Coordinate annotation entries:
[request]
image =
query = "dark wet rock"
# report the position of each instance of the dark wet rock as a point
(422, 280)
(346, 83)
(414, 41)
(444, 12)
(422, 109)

Set task: Rewrite the entries above, replacing "dark wet rock" with "damp black stone" and leaving everything else unchanged.

Response for this exercise:
[request]
image =
query = "damp black stone"
# report the position of each instance of the damp black stone as a point
(422, 280)
(346, 83)
(414, 41)
(444, 12)
(422, 109)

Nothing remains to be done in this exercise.